• [REQUIREMENT]
Could you give back the lines from the one containing "Target: grass embankment" through the end of the lines, swapping "grass embankment" for "grassy slope" and leaving everything else unchanged?

• [SOURCE MATERIAL]
=======

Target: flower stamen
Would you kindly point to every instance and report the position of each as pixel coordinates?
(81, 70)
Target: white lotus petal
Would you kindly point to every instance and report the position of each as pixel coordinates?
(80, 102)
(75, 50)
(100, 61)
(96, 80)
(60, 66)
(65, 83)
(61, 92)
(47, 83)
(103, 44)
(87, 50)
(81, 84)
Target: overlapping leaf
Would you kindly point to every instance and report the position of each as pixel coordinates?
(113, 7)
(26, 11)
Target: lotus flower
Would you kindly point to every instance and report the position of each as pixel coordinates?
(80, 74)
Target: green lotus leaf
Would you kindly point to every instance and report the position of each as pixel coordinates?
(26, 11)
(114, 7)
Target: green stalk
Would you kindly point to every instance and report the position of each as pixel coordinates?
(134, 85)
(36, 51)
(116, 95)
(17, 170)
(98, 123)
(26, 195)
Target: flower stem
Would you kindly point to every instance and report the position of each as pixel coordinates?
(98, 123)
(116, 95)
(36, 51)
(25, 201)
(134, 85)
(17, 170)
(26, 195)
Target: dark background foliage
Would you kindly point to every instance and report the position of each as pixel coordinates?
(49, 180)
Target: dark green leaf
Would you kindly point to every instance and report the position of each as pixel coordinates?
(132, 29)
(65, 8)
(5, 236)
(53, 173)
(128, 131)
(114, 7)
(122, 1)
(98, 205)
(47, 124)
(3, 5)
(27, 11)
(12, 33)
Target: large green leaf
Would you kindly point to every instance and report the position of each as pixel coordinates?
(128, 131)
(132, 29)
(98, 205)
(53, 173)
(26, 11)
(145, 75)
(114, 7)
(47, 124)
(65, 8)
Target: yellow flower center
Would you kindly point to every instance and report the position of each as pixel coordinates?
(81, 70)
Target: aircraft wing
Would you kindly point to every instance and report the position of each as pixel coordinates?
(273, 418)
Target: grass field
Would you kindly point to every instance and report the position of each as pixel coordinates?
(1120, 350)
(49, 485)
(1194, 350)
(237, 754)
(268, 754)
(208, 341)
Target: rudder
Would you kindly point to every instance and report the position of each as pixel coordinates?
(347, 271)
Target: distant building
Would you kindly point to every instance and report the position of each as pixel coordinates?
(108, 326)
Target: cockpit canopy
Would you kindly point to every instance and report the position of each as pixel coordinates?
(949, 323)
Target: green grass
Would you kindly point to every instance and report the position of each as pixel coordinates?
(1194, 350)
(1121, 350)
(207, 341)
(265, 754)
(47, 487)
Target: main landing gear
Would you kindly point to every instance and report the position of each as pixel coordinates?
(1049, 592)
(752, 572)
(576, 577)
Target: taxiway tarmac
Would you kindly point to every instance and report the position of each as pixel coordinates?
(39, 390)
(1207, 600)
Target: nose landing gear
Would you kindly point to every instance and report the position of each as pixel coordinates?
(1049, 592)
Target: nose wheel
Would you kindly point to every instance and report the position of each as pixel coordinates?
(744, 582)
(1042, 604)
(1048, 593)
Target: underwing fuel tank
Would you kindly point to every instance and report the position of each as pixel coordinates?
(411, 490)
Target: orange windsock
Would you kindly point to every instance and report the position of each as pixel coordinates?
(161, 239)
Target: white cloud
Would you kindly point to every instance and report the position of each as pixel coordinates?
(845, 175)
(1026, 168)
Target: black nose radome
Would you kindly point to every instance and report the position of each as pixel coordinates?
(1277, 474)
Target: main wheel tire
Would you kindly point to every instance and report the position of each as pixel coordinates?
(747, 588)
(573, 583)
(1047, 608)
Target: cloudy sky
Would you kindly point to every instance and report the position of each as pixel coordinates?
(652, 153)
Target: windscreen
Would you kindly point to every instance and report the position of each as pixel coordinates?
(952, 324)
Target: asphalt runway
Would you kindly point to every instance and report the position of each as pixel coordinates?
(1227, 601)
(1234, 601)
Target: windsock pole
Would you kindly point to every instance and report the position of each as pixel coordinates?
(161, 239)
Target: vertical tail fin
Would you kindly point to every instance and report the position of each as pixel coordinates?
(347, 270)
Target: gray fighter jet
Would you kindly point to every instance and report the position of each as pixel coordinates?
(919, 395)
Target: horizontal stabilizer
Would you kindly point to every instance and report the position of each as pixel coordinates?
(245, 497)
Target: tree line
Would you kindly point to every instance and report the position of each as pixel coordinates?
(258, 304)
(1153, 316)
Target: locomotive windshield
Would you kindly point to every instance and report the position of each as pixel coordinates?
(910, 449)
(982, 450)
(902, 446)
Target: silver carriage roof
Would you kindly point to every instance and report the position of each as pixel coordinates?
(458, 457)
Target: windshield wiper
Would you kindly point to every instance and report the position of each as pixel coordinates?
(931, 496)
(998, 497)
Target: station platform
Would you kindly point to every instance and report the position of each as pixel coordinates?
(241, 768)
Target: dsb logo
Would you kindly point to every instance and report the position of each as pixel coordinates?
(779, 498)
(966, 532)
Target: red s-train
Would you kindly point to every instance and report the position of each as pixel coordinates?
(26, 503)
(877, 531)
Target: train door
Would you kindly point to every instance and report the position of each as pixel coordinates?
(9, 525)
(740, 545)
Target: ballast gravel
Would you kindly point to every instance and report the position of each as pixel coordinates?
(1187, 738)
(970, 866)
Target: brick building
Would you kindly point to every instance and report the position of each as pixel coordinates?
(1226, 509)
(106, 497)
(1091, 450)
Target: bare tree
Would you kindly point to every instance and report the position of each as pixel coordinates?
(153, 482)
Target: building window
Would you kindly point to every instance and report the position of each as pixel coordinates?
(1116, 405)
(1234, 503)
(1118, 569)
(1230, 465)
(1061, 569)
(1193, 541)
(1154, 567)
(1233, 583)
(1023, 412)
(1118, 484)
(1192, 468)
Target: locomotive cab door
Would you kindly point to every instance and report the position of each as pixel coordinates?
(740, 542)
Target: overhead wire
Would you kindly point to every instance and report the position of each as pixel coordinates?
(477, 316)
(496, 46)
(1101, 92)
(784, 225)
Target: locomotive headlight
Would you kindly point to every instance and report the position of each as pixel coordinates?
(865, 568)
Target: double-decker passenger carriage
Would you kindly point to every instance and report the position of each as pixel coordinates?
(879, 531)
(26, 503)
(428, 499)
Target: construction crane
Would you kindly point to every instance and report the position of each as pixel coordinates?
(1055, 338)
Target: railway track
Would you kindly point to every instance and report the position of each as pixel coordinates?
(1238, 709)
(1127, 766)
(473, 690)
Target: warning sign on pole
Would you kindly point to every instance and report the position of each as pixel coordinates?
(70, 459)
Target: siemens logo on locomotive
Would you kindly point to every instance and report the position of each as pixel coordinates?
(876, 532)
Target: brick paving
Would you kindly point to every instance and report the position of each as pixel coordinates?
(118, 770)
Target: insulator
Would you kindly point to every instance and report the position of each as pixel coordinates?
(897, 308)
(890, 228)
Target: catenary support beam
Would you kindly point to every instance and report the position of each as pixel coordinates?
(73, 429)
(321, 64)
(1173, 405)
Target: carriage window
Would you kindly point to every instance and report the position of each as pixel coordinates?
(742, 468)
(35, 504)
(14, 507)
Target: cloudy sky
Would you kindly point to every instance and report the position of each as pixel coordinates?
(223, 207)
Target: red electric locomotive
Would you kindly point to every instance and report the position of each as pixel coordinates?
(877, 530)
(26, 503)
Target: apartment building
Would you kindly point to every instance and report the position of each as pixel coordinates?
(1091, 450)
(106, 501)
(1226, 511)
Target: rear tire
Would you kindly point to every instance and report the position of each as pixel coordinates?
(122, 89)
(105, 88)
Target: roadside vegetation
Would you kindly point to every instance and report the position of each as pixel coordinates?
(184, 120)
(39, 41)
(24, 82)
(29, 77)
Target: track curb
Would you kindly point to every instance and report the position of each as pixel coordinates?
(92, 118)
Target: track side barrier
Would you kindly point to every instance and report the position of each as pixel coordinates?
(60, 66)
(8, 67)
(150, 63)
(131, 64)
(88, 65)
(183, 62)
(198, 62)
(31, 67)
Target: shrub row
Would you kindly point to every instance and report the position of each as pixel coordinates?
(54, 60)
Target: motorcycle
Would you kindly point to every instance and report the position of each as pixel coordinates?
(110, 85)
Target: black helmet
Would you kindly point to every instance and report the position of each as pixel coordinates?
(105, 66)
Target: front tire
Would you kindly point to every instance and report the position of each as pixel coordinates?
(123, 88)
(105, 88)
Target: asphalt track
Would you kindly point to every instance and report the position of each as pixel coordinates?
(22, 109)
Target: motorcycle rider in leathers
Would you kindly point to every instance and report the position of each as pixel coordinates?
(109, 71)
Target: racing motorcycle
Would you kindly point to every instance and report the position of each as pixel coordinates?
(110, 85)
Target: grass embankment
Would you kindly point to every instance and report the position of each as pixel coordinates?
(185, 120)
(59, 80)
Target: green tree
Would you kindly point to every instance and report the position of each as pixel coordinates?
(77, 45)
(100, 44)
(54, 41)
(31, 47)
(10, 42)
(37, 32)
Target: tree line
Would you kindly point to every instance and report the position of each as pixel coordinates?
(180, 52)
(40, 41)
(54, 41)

=======

• [REPLY TO THE EXERCISE]
Target: grassy slope
Would you kindly point to every instance and report the position of each as pixel coordinates?
(185, 120)
(59, 80)
Target: green tree
Would you kindly point to every instance and report the position of each as pixel coordinates?
(77, 45)
(100, 44)
(54, 41)
(31, 47)
(10, 42)
(37, 32)
Target: tree line
Would you kindly point to every instance and report the position of each as pixel coordinates?
(180, 52)
(40, 41)
(54, 41)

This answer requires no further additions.